*Tasks to complete*.
1. Answer these questions about the distance-function source code:
(a) From which file do the classes ~DistCount~, ~IntDist~, ~PointDist~ and ~StringDist~ originally come?
(b) In which namespace are the classes declared?
(c) In ~IntDist~, what value is returned when neither of the two values is defined?
2. In the distance-function source code, copy the stretch from "if(!p1->IsDefined() || !p2->IsDefined())" through "p, std::ostream& o)" word for word.

*Passage to read*.
March-October 2014, Marius Haug

1.1 Overview

This file contains the implementation of the distance function needed by the
MMMTree.
The classes ~DistCount~, ~IntDist~, ~PointDist~ and ~StringDist~ are orginally
from "MMRTreeAlgebra.cpp".

1.2 Includes

*/
#include <limits>
#include "Algebras/Spatial/Point.h"
#include "StandardTypes.h"
#include "StringUtils.h"
#include "Algebras/TupleIdentifier/TupleIdentifier.h"
#include "Algebras/GeneralTree/DistfunReg.h"
#include "Algebras/Picture/PictureAlgebra.h"
#include "Algebras/Temporal/TemporalAlgebra.h"

#ifndef OPTICS_DISTFUNCTION_H
#define OPTICS_DISTFUNCTION_H

namespace clusteropticsalg
{
/*
1.3 Declarations and definition of the class ~DistCount~

*/
 class DistCount
 {
  public: 
   DistCount() { cnt = 0; }
      
   void reset() { cnt =0; }

   size_t getCount() { return cnt; }

  protected:
   size_t cnt;
 };
/*
1.4 Declarations and definition of the class ~IntDist~

*/
 class IntDist: public DistCount
 {
  public:

   double operator()(const std::pair<CcInt*,TupleId>& p1
    ,const std::pair<CcInt*,TupleId>& p2)
   {
      return operator()(p1.first, p2.first);
   }

   double operator()(const CcInt* p1, const CcInt* p2){
    DistCount::cnt++;
    assert(p1);
    assert(p2);
  
    if(!p1->IsDefined() && !p2->IsDefined())
    {
     return 0;
    }
   
    if(!p1->IsDefined() || !p2->IsDefined())
    {
     return std::numeric_limits<double>::max();
    }
   
    int i1 = p1->GetValue();
    int i2 = p2->GetValue();
    int c = i1-i2;
   
    return c<0?-c:c;
   }

   std::ostream& print(const std::pair<CcInt*,TupleId>& p, std::ostream& o)
   {
    o << *(p.first);
    return o;
   }
 };
/*
1.5 Declarations and definition of the class ~RealDist~

*/
 class RealDist: public DistCount
 {
  public:

   double operator()(const std::pair<CcReal*,TupleId>& p1
    ,const std::pair<CcReal*,TupleId>& p2) {
     return operator()(p1.first, p2.first);
   }

   double operator()(const CcReal* p1, const CcReal* p2){
    DistCount::cnt++;
    assert(p1);
    assert(p2);
  
    if(!p1->IsDefined() && !p2->IsDefined())

*Dataset*.
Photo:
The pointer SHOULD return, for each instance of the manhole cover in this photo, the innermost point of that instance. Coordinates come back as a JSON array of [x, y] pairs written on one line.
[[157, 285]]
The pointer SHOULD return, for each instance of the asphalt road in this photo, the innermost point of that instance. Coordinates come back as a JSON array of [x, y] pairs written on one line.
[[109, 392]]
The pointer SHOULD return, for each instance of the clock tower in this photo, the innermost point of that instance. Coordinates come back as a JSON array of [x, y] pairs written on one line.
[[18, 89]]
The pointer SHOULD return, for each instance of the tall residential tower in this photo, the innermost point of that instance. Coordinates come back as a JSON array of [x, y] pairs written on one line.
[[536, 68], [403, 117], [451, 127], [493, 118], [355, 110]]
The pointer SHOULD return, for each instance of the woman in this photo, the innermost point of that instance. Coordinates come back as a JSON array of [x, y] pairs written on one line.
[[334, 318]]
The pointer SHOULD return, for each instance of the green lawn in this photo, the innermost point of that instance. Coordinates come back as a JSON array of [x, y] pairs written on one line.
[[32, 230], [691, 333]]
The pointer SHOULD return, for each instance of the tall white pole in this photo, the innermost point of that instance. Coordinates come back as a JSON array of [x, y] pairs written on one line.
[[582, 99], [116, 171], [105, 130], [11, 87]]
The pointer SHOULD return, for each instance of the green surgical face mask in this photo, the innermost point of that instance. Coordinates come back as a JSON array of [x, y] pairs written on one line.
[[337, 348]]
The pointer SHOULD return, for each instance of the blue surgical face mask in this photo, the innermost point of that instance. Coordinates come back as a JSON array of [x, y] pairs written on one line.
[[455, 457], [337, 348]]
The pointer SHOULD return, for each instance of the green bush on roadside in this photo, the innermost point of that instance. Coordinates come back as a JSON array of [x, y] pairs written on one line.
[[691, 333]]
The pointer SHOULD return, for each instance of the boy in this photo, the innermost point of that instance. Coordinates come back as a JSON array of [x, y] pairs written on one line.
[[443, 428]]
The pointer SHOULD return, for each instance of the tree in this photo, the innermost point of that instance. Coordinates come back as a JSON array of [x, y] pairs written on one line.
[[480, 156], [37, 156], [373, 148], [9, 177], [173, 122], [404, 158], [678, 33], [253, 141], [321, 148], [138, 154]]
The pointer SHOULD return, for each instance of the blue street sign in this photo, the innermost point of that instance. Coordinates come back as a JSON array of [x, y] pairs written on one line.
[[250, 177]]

*Responses by task*.
1.
(a) "MMRTreeAlgebra.cpp"
(b) clusteropticsalg
(c) 0

2.
if(!p1->IsDefined() || !p2->IsDefined())
    {
     return std::numeric_limits<double>::max();
    }
   
    int i1 = p1->GetValue();
    int i2 = p2->GetValue();
    int c = i1-i2;
   
    return c<0?-c:c;
   }

   std::ostream& print(const std::pair<CcInt*,TupleId>& p, std::ostream& o)